• Exercise
I would like every entry below written out exactly.

Stored data:
BEGIN

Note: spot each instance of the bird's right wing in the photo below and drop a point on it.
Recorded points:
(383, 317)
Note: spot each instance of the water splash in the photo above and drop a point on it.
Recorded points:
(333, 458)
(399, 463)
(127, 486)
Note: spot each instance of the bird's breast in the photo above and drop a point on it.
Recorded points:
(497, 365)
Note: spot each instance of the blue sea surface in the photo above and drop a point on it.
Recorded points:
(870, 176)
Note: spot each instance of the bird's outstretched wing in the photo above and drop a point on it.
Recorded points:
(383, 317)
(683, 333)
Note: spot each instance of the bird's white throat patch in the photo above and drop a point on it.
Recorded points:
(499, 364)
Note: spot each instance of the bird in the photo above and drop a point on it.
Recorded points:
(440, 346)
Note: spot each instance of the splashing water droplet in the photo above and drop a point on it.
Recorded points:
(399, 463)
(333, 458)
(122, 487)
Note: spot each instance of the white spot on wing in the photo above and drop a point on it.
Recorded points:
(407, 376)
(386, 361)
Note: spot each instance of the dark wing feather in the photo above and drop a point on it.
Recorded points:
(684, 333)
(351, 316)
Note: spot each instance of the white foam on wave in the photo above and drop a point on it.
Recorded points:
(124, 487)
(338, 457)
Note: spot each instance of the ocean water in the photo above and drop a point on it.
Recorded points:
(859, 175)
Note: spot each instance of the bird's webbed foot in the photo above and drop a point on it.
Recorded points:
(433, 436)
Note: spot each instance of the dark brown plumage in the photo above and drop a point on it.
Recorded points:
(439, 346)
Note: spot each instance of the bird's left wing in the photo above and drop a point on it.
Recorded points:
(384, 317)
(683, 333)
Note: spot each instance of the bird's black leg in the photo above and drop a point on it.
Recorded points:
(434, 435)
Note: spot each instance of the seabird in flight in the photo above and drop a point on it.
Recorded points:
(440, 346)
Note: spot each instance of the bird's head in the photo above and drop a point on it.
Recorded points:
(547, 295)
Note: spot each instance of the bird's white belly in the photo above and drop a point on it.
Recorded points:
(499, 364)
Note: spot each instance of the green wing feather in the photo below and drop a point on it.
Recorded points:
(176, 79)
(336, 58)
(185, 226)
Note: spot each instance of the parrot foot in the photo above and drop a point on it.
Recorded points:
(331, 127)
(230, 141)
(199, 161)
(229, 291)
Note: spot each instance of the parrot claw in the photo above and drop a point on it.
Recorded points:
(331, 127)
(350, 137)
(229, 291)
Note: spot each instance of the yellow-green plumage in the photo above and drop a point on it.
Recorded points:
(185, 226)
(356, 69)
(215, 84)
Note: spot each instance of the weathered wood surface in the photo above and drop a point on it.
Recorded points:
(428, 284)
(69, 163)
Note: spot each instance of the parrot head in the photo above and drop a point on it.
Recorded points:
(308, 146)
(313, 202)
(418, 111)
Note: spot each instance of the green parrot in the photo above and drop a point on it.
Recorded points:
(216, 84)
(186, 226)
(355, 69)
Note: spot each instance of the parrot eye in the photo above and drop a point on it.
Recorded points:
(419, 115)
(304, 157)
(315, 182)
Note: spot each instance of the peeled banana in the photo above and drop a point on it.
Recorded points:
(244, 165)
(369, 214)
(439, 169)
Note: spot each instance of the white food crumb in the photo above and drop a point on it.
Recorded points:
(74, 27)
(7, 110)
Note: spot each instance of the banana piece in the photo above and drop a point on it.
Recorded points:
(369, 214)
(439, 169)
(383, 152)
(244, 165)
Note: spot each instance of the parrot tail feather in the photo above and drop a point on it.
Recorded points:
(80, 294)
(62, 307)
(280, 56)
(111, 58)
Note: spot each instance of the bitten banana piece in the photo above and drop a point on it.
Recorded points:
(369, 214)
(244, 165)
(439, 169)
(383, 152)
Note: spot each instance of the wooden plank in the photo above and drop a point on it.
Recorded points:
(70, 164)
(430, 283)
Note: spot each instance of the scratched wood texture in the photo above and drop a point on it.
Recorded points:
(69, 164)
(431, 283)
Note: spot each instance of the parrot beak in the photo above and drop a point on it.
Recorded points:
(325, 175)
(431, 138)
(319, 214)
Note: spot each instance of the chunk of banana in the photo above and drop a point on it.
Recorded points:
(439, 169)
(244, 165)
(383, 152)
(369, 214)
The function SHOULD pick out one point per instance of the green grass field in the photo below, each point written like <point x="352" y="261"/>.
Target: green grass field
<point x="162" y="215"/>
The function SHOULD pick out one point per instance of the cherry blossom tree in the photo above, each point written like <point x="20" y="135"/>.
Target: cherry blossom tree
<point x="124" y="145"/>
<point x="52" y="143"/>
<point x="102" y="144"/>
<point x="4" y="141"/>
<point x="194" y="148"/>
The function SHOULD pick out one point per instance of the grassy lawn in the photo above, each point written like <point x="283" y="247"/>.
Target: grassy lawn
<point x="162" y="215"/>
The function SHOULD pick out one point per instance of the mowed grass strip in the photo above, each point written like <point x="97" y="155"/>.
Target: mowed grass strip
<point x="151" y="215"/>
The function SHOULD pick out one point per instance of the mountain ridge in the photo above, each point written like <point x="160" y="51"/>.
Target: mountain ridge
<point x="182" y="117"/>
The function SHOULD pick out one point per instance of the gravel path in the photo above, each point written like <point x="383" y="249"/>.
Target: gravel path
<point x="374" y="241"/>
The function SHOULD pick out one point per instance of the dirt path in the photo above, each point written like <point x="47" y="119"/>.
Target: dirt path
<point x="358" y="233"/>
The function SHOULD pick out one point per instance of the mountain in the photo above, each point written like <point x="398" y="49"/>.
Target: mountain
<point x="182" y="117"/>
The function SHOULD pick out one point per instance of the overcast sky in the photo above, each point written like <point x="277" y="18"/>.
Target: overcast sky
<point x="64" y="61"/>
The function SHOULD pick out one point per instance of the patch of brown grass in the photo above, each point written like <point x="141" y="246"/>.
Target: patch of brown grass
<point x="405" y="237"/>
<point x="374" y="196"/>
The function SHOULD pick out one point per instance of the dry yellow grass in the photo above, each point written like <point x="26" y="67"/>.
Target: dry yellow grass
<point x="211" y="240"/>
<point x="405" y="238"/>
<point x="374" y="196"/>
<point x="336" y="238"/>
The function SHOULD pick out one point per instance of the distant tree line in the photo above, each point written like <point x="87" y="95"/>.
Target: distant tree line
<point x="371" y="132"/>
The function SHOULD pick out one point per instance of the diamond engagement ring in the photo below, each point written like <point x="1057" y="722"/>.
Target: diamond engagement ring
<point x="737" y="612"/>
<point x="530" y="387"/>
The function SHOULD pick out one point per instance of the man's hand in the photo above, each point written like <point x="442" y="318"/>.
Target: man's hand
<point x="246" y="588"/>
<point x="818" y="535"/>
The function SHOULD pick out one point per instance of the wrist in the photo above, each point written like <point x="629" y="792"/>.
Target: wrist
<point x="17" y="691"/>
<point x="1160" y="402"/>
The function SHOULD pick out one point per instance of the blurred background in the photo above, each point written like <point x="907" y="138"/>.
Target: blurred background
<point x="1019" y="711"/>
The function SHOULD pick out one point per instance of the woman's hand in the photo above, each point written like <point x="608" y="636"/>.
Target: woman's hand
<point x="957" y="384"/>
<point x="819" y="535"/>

END

• Response
Note: spot each instance of the bird's right wing in the photo below and drop a point on it.
Recorded points:
(383, 317)
Note: spot each instance of the water splash in the photo above and drop a point on it.
Recorded points:
(333, 458)
(399, 463)
(127, 486)
Note: spot each instance of the bird's breast in the photo above and drop a point on it.
Recorded points:
(497, 365)
Note: spot each instance of the blue sea surface in the photo above and drop a point on it.
Recorded points:
(870, 176)
Note: spot each instance of the bird's outstretched wing in the photo above and drop a point on it.
Recorded points:
(383, 317)
(683, 333)
Note: spot each instance of the bird's white throat patch in the photo above and drop a point on it.
Recorded points:
(499, 364)
Note: spot each instance of the bird in the photo above and drop a point on it.
Recorded points:
(440, 346)
Note: spot each instance of the splashing water droplet in the photo above and drop a point on it.
Recorded points:
(399, 463)
(333, 458)
(122, 487)
Note: spot each instance of the white spot on wing in the photo above and drop a point on it.
Recorded points:
(407, 376)
(386, 361)
Note: spot each instance of the dark wing feather in the photo above and drop a point on it.
Recorded points:
(684, 333)
(351, 316)
Note: spot each instance of the white foam on wave in the photo above and drop a point on it.
Recorded points:
(124, 487)
(338, 457)
Note: spot each instance of the ocean water in the photo above and drop a point on it.
Recorded points:
(859, 175)
Note: spot each instance of the bird's webbed foot in the photo above and drop a point on it.
Recorded points:
(433, 436)
Note: spot each instance of the dark brown plumage in the photo above and drop a point on it.
Recorded points:
(439, 346)
Note: spot each instance of the bird's left wing in the photo above and drop a point on it.
Recorded points:
(384, 317)
(683, 333)
Note: spot each instance of the bird's black leg in the photo above and drop a point on it.
Recorded points:
(434, 435)
Note: spot each instance of the seabird in flight in the photo above and drop a point on it.
Recorded points:
(440, 346)
Note: spot each instance of the bird's head in the photo above and drop a point on it.
Recorded points:
(547, 295)
Note: spot each instance of the bird's white belly in the photo above and drop a point on it.
Recorded points:
(499, 364)
Note: spot each instance of the green wing feather in the photo below and drop a point on it.
Recorded points:
(176, 79)
(336, 58)
(185, 226)
Note: spot each instance of the parrot foot in the photo above and drop a point on it.
Recorded points:
(331, 127)
(230, 141)
(199, 161)
(229, 291)
Note: spot each instance of the parrot claw in the photo above and drop a point on it.
Recorded points:
(331, 127)
(350, 137)
(229, 291)
Note: spot each instance of the yellow-green plumage in the photo above and drop a point on it.
Recorded points:
(185, 226)
(356, 69)
(215, 84)
Note: spot each instance of the weathered wood surface in the photo above and drop a point on it.
Recorded points:
(428, 284)
(69, 163)
Note: spot each instance of the parrot head in the photo above and drop a point on it.
Recorded points:
(308, 146)
(313, 202)
(418, 111)
Note: spot each instance of the green parrot in the photo above and drop a point on it.
Recorded points:
(216, 84)
(186, 226)
(355, 69)
Note: spot each instance of the parrot eye in the photo above and drop a point on it.
Recorded points:
(419, 115)
(304, 157)
(315, 182)
Note: spot each instance of the peeled banana in the photo above and drop a point on it.
Recorded points:
(244, 165)
(369, 214)
(439, 169)
Note: spot each instance of the white food crumb in the photo above and drop a point on it.
Recorded points:
(74, 27)
(7, 110)
Note: spot each instance of the banana piece in the photo above and drop a point on it.
Recorded points:
(369, 214)
(439, 169)
(383, 152)
(244, 165)
Note: spot each instance of the parrot tail feather in the photo above and drop a point on it.
Recorded points:
(80, 294)
(62, 307)
(280, 56)
(111, 58)
Note: spot each instance of the bitten banana piece in the photo above and drop a point on it.
Recorded points:
(369, 214)
(244, 165)
(439, 169)
(383, 152)
Note: spot each instance of the wooden plank in the photo above and drop a point on it.
Recorded points:
(70, 164)
(430, 283)
Note: spot each instance of the scratched wood texture in the photo above and drop a point on it.
Recorded points:
(69, 164)
(431, 283)
Note: spot each instance of the parrot beak in the photo above and drop a point on it.
Recorded points:
(325, 175)
(431, 138)
(319, 214)
Note: spot each instance of the chunk of banana in the photo above and drop a point on it.
Recorded points:
(439, 169)
(244, 165)
(383, 152)
(369, 214)
The function SHOULD pick out one point per instance of the green grass field in the photo below, each point written like <point x="352" y="261"/>.
Target: green grass field
<point x="162" y="215"/>
The function SHOULD pick out one point per instance of the cherry blossom tree in the photo above, each point written like <point x="20" y="135"/>.
Target: cherry blossom tree
<point x="124" y="145"/>
<point x="52" y="143"/>
<point x="102" y="144"/>
<point x="4" y="141"/>
<point x="194" y="148"/>
The function SHOULD pick out one point per instance of the grassy lawn in the photo above, each point written like <point x="283" y="247"/>.
Target: grassy lawn
<point x="162" y="215"/>
The function SHOULD pick out one point per instance of the mowed grass strip in the photo above, each point written like <point x="97" y="155"/>.
Target: mowed grass strip
<point x="151" y="215"/>
The function SHOULD pick out one point per instance of the mountain ridge in the photo above, each point written like <point x="160" y="51"/>.
Target: mountain ridge
<point x="182" y="117"/>
The function SHOULD pick out one point per instance of the gravel path in the photo above, each point written like <point x="383" y="249"/>.
Target: gravel path
<point x="374" y="241"/>
The function SHOULD pick out one point per instance of the dirt path in the photo above, each point written like <point x="47" y="119"/>.
Target: dirt path
<point x="358" y="233"/>
The function SHOULD pick out one point per instance of the mountain in the photo above, each point written like <point x="398" y="49"/>.
Target: mountain
<point x="182" y="117"/>
The function SHOULD pick out one point per instance of the overcast sky in the photo above, each point written like <point x="277" y="18"/>.
Target: overcast sky
<point x="64" y="61"/>
The function SHOULD pick out one point per instance of the patch of brown grass in the photo above, each point written like <point x="141" y="246"/>.
Target: patch of brown grass
<point x="405" y="237"/>
<point x="374" y="196"/>
The function SHOULD pick out one point per instance of the dry yellow grass in the photo above, each point written like <point x="26" y="67"/>.
Target: dry yellow grass
<point x="211" y="240"/>
<point x="405" y="238"/>
<point x="374" y="196"/>
<point x="336" y="238"/>
The function SHOULD pick out one point per instance of the distant tree line in the photo above, each point written like <point x="87" y="95"/>.
Target: distant tree line
<point x="371" y="132"/>
The function SHOULD pick out one point per instance of the diamond engagement ring in the photo below, each point written like <point x="1057" y="722"/>.
Target: diamond engagement ring
<point x="737" y="612"/>
<point x="530" y="387"/>
The function SHOULD pick out one point per instance of the man's hand in the photo above, each point written like <point x="442" y="318"/>.
Target: man's hand
<point x="246" y="588"/>
<point x="818" y="535"/>
The function SHOULD pick out one point per instance of the wrist in the photo above, each point written like <point x="629" y="792"/>.
Target: wrist
<point x="17" y="691"/>
<point x="1160" y="402"/>
The function SHOULD pick out one point per instance of the blurred background in the photo above, each point written like <point x="907" y="138"/>.
Target: blurred background
<point x="1019" y="711"/>
The function SHOULD pick out one point per instance of the woman's hand in the photo above, each point written like <point x="608" y="636"/>.
Target: woman's hand
<point x="957" y="384"/>
<point x="819" y="535"/>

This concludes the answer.